## Exercise description
Here is the task for the records below: repeat exactly the lines from the one with "task | drop a pin on each instance of the snow-covered" to the one with "target | wooden walkway", both included, and nothing else.

(Source information Opens)

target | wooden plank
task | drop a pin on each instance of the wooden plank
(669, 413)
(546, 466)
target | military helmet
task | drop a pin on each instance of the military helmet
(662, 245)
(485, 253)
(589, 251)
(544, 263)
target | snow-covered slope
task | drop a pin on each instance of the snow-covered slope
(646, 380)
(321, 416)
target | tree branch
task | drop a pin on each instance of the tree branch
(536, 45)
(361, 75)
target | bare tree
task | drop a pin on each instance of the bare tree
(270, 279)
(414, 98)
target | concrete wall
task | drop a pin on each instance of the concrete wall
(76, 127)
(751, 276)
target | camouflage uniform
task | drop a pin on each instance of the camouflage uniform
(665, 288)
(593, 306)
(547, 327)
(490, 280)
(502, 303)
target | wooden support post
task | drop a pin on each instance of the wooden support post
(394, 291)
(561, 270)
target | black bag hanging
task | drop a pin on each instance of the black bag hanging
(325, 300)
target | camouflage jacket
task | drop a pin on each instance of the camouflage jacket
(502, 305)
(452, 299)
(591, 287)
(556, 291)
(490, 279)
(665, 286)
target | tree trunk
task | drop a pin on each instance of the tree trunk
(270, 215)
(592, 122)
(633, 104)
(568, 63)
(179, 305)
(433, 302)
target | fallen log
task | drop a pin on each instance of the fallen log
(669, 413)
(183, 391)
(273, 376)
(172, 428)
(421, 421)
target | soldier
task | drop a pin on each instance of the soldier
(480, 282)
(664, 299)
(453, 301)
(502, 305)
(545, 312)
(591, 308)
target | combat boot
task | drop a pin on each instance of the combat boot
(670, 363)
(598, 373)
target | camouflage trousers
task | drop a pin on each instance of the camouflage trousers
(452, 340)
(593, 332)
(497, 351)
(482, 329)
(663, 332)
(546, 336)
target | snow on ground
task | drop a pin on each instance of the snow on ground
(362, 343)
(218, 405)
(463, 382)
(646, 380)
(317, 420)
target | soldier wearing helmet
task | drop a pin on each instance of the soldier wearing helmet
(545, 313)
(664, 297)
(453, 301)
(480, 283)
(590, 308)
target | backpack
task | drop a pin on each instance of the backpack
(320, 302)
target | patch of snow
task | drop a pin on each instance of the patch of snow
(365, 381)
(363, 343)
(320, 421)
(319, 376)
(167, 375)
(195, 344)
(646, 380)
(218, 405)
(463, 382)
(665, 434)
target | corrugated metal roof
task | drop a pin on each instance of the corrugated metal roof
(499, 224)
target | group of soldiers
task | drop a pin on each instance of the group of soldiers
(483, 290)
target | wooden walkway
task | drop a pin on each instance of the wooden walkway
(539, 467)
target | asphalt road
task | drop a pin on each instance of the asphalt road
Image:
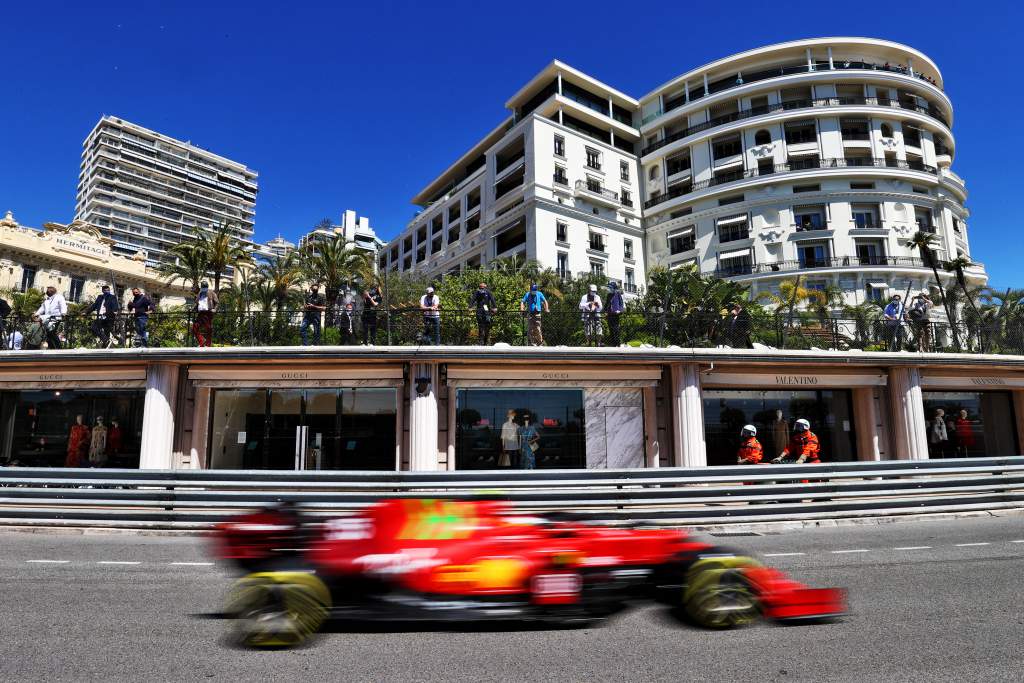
(930, 601)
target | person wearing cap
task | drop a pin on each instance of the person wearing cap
(204, 307)
(431, 307)
(615, 308)
(590, 312)
(483, 302)
(105, 307)
(750, 452)
(803, 445)
(532, 304)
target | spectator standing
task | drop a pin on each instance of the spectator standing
(206, 306)
(346, 325)
(737, 328)
(616, 306)
(105, 307)
(51, 313)
(431, 306)
(590, 310)
(482, 301)
(372, 300)
(311, 310)
(894, 314)
(534, 304)
(920, 314)
(140, 307)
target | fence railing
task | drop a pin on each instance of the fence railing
(408, 327)
(670, 496)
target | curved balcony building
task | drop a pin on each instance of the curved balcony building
(818, 158)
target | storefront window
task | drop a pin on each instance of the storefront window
(71, 428)
(308, 429)
(726, 411)
(520, 429)
(970, 424)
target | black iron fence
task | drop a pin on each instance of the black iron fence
(407, 327)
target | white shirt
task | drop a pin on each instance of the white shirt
(434, 302)
(52, 306)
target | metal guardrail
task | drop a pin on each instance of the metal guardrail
(198, 499)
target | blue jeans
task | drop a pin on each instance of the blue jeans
(141, 335)
(432, 330)
(307, 322)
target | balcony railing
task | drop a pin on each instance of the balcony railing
(797, 165)
(787, 71)
(788, 105)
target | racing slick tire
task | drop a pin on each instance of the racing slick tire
(276, 609)
(717, 595)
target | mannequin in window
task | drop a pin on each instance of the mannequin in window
(97, 445)
(779, 432)
(114, 438)
(78, 442)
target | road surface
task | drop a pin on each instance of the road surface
(931, 600)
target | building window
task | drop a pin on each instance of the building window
(560, 177)
(559, 145)
(680, 243)
(77, 286)
(28, 278)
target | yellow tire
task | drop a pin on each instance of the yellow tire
(717, 594)
(278, 608)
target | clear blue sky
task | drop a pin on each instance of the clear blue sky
(342, 105)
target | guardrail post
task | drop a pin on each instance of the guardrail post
(158, 417)
(909, 430)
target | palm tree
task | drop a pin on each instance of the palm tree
(924, 243)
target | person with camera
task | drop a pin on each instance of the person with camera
(532, 304)
(483, 302)
(590, 312)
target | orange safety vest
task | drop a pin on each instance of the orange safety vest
(751, 451)
(802, 443)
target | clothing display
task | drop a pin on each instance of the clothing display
(78, 443)
(97, 444)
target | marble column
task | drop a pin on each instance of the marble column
(865, 422)
(158, 417)
(201, 424)
(907, 403)
(423, 419)
(652, 450)
(687, 413)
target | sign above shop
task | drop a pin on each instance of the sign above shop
(793, 380)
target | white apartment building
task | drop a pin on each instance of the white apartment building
(353, 228)
(148, 191)
(556, 181)
(815, 158)
(818, 158)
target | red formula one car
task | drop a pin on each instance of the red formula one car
(439, 559)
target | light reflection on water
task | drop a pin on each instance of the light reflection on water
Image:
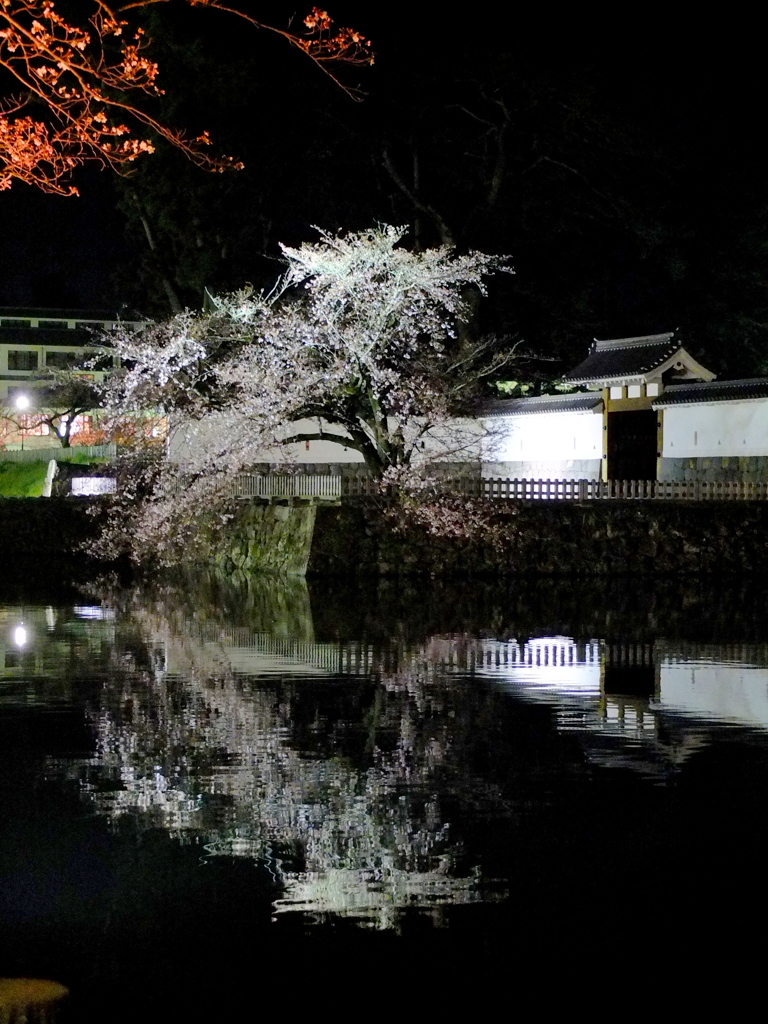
(349, 768)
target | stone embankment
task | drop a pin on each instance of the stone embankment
(355, 539)
(553, 538)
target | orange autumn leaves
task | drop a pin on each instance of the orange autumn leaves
(75, 93)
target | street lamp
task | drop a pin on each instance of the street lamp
(23, 403)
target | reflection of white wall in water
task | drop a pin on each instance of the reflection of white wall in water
(93, 485)
(547, 437)
(735, 693)
(725, 428)
(553, 665)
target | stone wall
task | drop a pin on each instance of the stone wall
(48, 538)
(594, 539)
(261, 538)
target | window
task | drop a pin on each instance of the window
(31, 425)
(64, 360)
(23, 358)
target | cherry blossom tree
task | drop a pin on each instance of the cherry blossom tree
(76, 90)
(357, 344)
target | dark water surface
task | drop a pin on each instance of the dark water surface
(348, 799)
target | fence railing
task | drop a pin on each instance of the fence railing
(333, 486)
(501, 487)
(583, 491)
(286, 485)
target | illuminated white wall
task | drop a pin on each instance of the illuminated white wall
(724, 428)
(545, 438)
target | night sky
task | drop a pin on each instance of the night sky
(632, 197)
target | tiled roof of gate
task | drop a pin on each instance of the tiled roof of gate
(625, 356)
(681, 394)
(542, 403)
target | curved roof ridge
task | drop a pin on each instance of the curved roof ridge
(637, 342)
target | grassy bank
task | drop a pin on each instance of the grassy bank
(23, 479)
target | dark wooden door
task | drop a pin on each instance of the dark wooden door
(632, 445)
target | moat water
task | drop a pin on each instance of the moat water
(210, 795)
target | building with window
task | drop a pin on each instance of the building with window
(34, 343)
(649, 411)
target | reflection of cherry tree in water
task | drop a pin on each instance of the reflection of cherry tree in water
(334, 783)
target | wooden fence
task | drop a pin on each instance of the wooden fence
(333, 486)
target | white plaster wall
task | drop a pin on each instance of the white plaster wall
(724, 428)
(545, 437)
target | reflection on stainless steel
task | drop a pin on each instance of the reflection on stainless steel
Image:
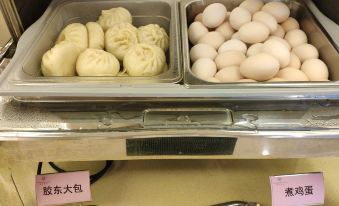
(3, 64)
(12, 19)
(316, 36)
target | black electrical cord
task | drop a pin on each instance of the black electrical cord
(39, 168)
(93, 178)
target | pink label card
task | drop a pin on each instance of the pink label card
(62, 188)
(298, 189)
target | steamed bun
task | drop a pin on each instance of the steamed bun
(96, 36)
(119, 39)
(144, 60)
(96, 62)
(60, 60)
(113, 16)
(153, 34)
(75, 33)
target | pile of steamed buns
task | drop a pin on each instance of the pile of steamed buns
(255, 42)
(112, 46)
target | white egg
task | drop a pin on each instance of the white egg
(278, 9)
(276, 79)
(235, 36)
(230, 58)
(204, 68)
(315, 70)
(277, 50)
(294, 61)
(213, 80)
(252, 5)
(254, 32)
(195, 31)
(226, 30)
(306, 51)
(290, 24)
(239, 16)
(282, 41)
(254, 49)
(280, 32)
(213, 38)
(198, 17)
(296, 37)
(267, 19)
(291, 74)
(260, 67)
(229, 74)
(233, 45)
(246, 80)
(202, 51)
(214, 15)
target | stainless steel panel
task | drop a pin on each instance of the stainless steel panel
(316, 35)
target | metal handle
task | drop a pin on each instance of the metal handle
(187, 118)
(12, 19)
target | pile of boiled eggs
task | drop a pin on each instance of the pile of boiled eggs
(255, 42)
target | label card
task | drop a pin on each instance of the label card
(299, 189)
(62, 188)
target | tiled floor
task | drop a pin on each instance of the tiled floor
(186, 182)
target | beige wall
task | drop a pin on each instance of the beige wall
(4, 33)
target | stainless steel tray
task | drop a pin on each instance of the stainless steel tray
(155, 92)
(315, 32)
(25, 70)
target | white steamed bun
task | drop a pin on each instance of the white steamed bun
(75, 33)
(96, 62)
(144, 60)
(119, 39)
(96, 36)
(60, 60)
(113, 16)
(153, 34)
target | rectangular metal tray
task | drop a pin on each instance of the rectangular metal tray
(26, 70)
(315, 32)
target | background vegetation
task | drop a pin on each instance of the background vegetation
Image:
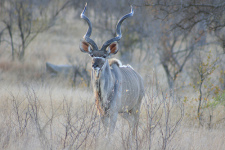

(Source information Closes)

## Reply to the task
task | drop a pin on each instance of the snow-covered slope
(646, 380)
(321, 416)
target | tree branch
task | drop a pin on each instance of the tree branch
(536, 45)
(361, 75)
target | bare tree
task | drop a pin on each instance of the bare tree
(270, 279)
(414, 98)
target | concrete wall
task | drop a pin on each instance of the concrete wall
(76, 127)
(751, 276)
target | camouflage uniform
task | drop a pin on each instance of the camouflage uniform
(665, 288)
(593, 306)
(547, 327)
(490, 280)
(502, 303)
target | wooden support post
task | drop a pin on each instance of the wooden support post
(394, 291)
(561, 270)
target | black bag hanging
task | drop a pin on each instance of the black bag hanging
(325, 300)
target | camouflage jacket
task | drop a pin on each instance of the camouflage jacket
(502, 305)
(452, 299)
(591, 287)
(556, 291)
(490, 279)
(665, 286)
target | tree trunk
task | drop a pin on each instance of the tree trunk
(270, 215)
(592, 122)
(633, 104)
(568, 63)
(179, 305)
(433, 302)
target | fallen log
task | drop a pin on each instance of the fallen log
(669, 413)
(183, 391)
(273, 376)
(172, 428)
(421, 421)
target | soldier
task | drop a pin on each instance of the soldier
(480, 282)
(664, 299)
(453, 301)
(502, 305)
(545, 312)
(591, 308)
target | combat boot
task | drop a pin on each instance of the combat boot
(670, 363)
(598, 373)
target | camouflage trousers
task | drop a pin on each instance of the camouflage trousers
(452, 340)
(593, 332)
(497, 351)
(482, 329)
(663, 332)
(546, 336)
target | snow on ground
task | drop a pin on each instance of the snow on ground
(362, 343)
(218, 405)
(463, 382)
(646, 380)
(317, 420)
target | soldier wearing helmet
task | drop a pin on each instance of the soldier wearing helmet
(545, 313)
(664, 297)
(453, 301)
(480, 283)
(590, 308)
target | backpack
task | drop a pin on each instance of the backpack
(320, 302)
target | patch of snow
task | drop a pin on each instance of the patch of snow
(365, 381)
(363, 343)
(320, 421)
(319, 376)
(167, 375)
(195, 344)
(646, 380)
(218, 405)
(463, 382)
(665, 434)
target | corrugated metal roof
task | drop a pin on each instance of the corrugated metal roof
(499, 224)
target | group of soldiers
task | drop a pin on each instance of the group of soldiers
(483, 290)
target | wooden walkway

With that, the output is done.